Can you turn every line of the records below into a numbered list, skipping blank lines and leaving the pictures out?

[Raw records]
** START **

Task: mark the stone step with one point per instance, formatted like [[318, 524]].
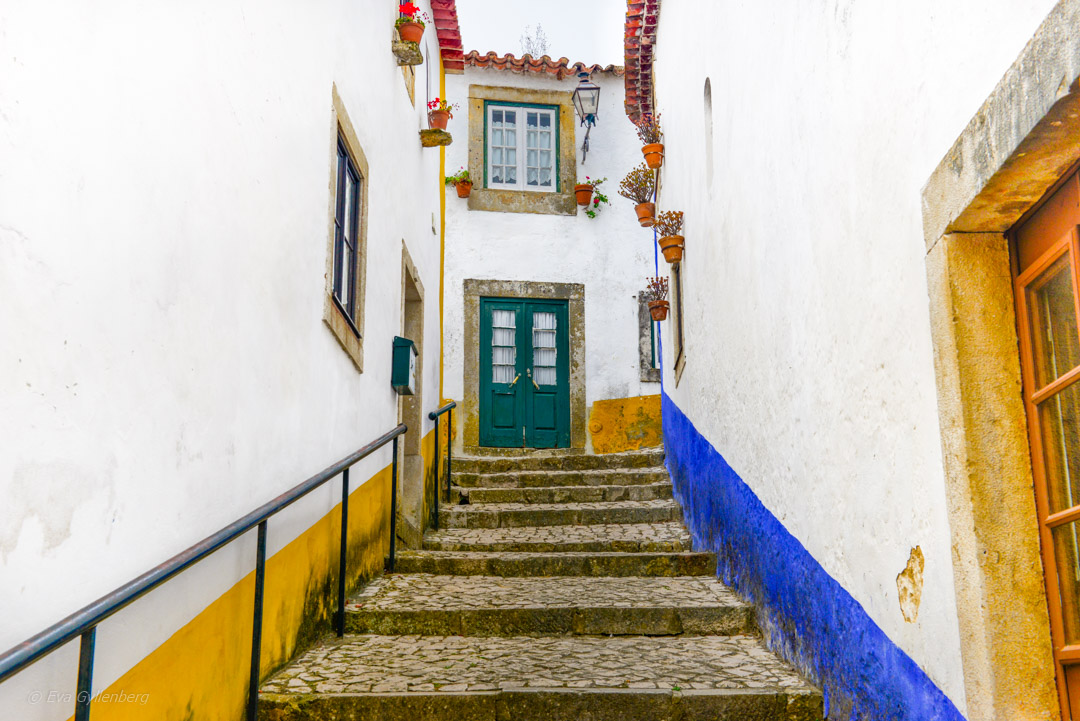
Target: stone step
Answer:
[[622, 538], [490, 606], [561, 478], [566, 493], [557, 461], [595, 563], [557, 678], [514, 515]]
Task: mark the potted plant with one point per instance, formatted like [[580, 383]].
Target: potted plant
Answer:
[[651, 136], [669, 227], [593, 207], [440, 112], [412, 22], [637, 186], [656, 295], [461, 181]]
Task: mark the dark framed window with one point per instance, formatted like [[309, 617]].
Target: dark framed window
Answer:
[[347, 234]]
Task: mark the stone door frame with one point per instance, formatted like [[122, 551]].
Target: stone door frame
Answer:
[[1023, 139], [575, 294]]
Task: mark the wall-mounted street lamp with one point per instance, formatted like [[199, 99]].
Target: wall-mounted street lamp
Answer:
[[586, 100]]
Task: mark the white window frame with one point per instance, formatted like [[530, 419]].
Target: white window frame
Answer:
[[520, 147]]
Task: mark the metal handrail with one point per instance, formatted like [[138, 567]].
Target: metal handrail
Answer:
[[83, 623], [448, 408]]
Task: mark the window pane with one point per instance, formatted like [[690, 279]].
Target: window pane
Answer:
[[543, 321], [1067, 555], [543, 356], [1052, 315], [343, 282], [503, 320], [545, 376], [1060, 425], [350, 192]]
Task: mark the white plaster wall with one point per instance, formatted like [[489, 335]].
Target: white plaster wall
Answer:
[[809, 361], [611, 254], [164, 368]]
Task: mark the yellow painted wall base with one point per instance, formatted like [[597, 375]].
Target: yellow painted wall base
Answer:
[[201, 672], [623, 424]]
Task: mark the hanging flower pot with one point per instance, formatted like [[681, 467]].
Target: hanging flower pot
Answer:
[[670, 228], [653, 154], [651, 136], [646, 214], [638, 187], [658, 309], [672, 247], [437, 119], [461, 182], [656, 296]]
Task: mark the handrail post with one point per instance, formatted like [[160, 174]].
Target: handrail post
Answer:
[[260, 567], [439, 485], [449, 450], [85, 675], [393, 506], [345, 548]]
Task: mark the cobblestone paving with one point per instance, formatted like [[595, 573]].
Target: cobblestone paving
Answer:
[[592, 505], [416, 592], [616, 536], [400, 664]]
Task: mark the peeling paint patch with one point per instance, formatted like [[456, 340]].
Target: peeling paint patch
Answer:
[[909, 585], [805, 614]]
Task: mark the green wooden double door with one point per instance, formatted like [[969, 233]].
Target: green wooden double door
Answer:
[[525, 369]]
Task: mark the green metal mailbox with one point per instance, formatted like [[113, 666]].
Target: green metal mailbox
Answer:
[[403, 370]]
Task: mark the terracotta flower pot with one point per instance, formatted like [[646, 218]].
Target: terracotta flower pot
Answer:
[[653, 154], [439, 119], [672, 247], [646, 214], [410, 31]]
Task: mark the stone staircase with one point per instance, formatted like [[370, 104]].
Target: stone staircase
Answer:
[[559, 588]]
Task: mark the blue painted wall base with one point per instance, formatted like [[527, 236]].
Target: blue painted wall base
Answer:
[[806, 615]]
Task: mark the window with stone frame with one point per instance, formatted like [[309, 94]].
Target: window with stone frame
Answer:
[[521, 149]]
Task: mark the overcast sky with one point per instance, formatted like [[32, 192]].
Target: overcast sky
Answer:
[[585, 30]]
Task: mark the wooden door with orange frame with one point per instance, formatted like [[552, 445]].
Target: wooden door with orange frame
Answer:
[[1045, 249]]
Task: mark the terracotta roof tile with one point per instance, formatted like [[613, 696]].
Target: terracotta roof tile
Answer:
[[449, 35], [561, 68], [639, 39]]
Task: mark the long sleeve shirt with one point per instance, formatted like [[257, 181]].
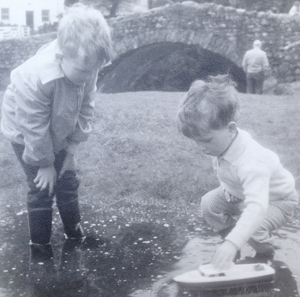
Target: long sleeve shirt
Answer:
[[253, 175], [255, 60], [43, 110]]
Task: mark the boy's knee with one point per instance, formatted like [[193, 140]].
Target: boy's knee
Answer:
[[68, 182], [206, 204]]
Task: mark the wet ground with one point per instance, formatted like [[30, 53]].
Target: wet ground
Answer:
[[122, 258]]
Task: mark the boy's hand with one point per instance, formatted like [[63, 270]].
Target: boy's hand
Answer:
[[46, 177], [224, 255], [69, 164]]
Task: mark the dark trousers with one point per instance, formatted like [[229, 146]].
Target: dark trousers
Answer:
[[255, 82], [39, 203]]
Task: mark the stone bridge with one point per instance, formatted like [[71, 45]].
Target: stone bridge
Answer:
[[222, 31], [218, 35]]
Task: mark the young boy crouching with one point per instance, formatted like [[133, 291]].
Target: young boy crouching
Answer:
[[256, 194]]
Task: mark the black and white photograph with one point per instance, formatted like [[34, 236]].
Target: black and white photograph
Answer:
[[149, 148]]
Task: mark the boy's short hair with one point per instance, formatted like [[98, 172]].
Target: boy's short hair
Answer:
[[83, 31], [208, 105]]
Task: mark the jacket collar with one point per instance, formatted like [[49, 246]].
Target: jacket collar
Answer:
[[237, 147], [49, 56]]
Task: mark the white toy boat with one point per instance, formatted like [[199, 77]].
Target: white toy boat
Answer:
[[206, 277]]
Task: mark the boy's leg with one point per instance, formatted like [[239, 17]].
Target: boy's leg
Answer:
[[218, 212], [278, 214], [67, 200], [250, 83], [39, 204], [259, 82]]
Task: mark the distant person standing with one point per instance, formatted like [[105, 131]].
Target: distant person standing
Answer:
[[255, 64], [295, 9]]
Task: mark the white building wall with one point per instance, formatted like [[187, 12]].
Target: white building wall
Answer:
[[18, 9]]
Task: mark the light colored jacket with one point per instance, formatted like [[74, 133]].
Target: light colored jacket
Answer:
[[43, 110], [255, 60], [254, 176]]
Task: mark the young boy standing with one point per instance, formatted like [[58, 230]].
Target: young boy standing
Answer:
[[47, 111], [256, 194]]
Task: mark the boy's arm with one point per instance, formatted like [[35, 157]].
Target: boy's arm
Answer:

** END **

[RESPONSE]
1. Task: mark the stone step with one point per instance, formatted like [[318, 524]].
2. Target: stone step
3. Answer:
4. [[622, 538], [490, 606], [561, 478], [566, 493], [557, 461], [595, 563], [557, 678], [514, 515]]
5. Task: mark the potted plant with one point per instance, formatted like [[580, 383]].
6. Target: potted plant
7. Answer:
8. [[651, 136], [669, 227], [593, 207], [440, 112], [412, 22], [637, 186], [656, 295], [461, 181]]
9. Task: mark the dark framed window with one point per instance, formatted like [[309, 617]].
10. Target: dark framed window
11. Answer:
12. [[347, 234]]
13. Task: mark the stone door frame with one point per instance, formatted like [[122, 551]].
14. Target: stone door frame
15. Answer:
16. [[1023, 139], [575, 294]]
17. Task: mark the wall-mounted street lamp with one point per instance, formatted like [[199, 99]].
18. Target: wall-mounted street lamp
19. Answer:
20. [[586, 100]]
21. Task: mark the white window frame with one point per instance, formatted like [[530, 419]].
22. Target: white window frame
23. Answer:
24. [[520, 147]]
25. Task: mark the metal handrail with one point per instance, formatted like [[138, 567]].
26. Target: metal handrail
27. Answer:
28. [[83, 623], [448, 408]]
29. Task: mark the window pane with one point per instance, formatted like [[690, 279]].
30. Target: window pane
31. Answer:
32. [[543, 321], [1067, 555], [543, 356], [1052, 315], [343, 282], [503, 320], [545, 376], [1060, 425], [350, 192]]
33. Task: mark the white plaster wall with one point per instance, formatted like [[489, 335]].
34. Target: white plaster wall
35. Answer:
36. [[809, 361], [611, 254], [164, 368]]
37. Task: mark the yellow painted wall base with one point per instance, formatted like [[597, 375]].
38. Target: yellow painted wall base
39. Answer:
40. [[201, 672], [623, 424]]
41. Task: mark the hanging flower pot with one point per instance, formatted like [[681, 467]].
42. Target: hanging flower pot
43. Answer:
44. [[670, 228], [653, 154], [651, 136], [646, 214], [638, 187], [658, 309], [672, 247], [437, 119], [461, 182], [656, 296]]
45. Task: mark the handrail post with one point per instance, formatted like [[160, 174]].
46. Target: handrail post
47. Answer:
48. [[260, 567], [439, 485], [449, 450], [85, 675], [393, 506], [345, 548]]
49. Task: mark the cobblestone paving with one point per instance, formatted like [[595, 573]].
50. Target: cobblestone paving
51. Answer:
52. [[592, 505], [416, 592], [616, 536], [400, 664]]
53. Task: mark the peeling paint patch with one point per instance, formatted like [[456, 340]].
54. Target: peeling paint patch
55. Answer:
56. [[909, 585], [805, 614]]
57. Task: mark the green wooden double door with one point per instance, formatted like [[969, 233]].
58. Target: green wooden double door
59. Answer:
60. [[525, 369]]
61. Task: mark the green metal mailbox with one point per instance, formatted like [[113, 666]].
62. Target: green metal mailbox
63. Answer:
64. [[403, 370]]
65. Task: mark the terracotta flower pot with one point per instance, formatted like [[646, 218]].
66. Target: terracotta flower pot
67. Answer:
68. [[653, 154], [439, 119], [672, 247], [646, 214], [410, 31]]
69. Task: mark the stone staircase with one point per instance, formatted like [[370, 104]].
70. Target: stone staircase
71. Answer:
72. [[559, 588]]
73. Task: mark the blue painted wall base with one point per instance, formatted like [[527, 236]].
74. Target: blue painted wall base
75. Answer:
76. [[806, 615]]
77. Task: mark the window with stone frame with one point per instance, formatted like [[309, 94]].
78. Target: window with stone frame
79. Answer:
80. [[521, 149]]
81. Task: mark the overcast sky with one point per instance, formatted like [[32, 192]].
82. Target: overcast sky
83. Answer:
84. [[585, 30]]
85. Task: mark the wooden door with orange frame with one point per instance, formatted like [[552, 445]].
86. Target: wooden door with orange frame
87. Answer:
88. [[1045, 249]]
89. Task: mark the terracotta roof tile with one point per instance, formatted like [[613, 696]].
90. Target: terracotta roof tile
91. Answer:
92. [[449, 35], [561, 68], [639, 39]]
93. Task: mark the long sleeve shirt with one point per instance, formatted like [[257, 181]].
94. Target: long sleeve shirt
95. Answer:
96. [[253, 175], [255, 60], [43, 110]]
97. Task: mark the boy's knee with one point per instance, formatted like [[193, 140]].
98. Target: boy's knee
99. Answer:
100. [[68, 182], [206, 204]]
101. Task: mark the wet ground with one point per instance, formatted like [[30, 53]].
102. Target: wet ground
103. Answer:
104. [[122, 258]]
105. Task: mark the boy's hand with one point per instance, formatted like [[63, 270]].
106. Target: boy's hand
107. Answer:
108. [[46, 177], [224, 255], [69, 164]]
109. Task: mark the dark trousers with one point per instance, formatted like [[229, 146]].
110. Target: dark trousers
111. Answer:
112. [[255, 82], [39, 203]]
113. Task: mark the stone bridge with one point per instance, formatted like [[71, 45]].
114. Target: stone bridge
115. Answer:
116. [[222, 31], [218, 35]]
117. Task: mark the young boy crouching with one point per instance, formatted like [[133, 291]].
118. Target: young boy crouching
119. Answer:
120. [[256, 194]]
121. Task: mark the black and white photograph with one point per instance, formatted like [[34, 236]].
122. Target: black and white photograph
123. Answer:
124. [[149, 148]]
125. Task: mark the boy's short hair with one point per instance, formatted like [[98, 172]].
126. Target: boy's short hair
127. Answer:
128. [[83, 31], [208, 105]]
129. Task: mark the jacket collar with one point per instance, formatted like [[49, 246]].
130. Target: jacket collar
131. Answer:
132. [[237, 147], [49, 56]]
133. Task: mark the white toy boat with one point per instance, formatted like [[199, 77]].
134. Target: white toy boat
135. Answer:
136. [[206, 277]]
137. Task: mark the boy's leg with one point per instance, formatted like [[239, 17]].
138. Target: boy's leg
139. Answer:
140. [[218, 212], [278, 214], [67, 200], [250, 83], [39, 204], [259, 82]]
141. Task: mark the distant person standing with one point per instance, formatted like [[105, 131]].
142. Target: distant person standing
143. Answer:
144. [[255, 64], [295, 9]]
145. Task: mark the white building wall with one point per instance, formatted like [[187, 12]].
146. Target: white building wall
147. Answer:
148. [[18, 9]]
149. Task: mark the light colored jacket with one point per instance, formatted like [[74, 133]].
150. Target: light colored jacket
151. Answer:
152. [[43, 110], [255, 60], [254, 176]]
153. Task: mark the young boy standing with one point per instance, formatted like [[58, 230]].
154. Target: young boy standing
155. Answer:
156. [[47, 111], [256, 194]]
157. Task: mark the boy's arm with one point per instance, formatted like [[35, 157]].
158. Target: boy's arm
159. Answer:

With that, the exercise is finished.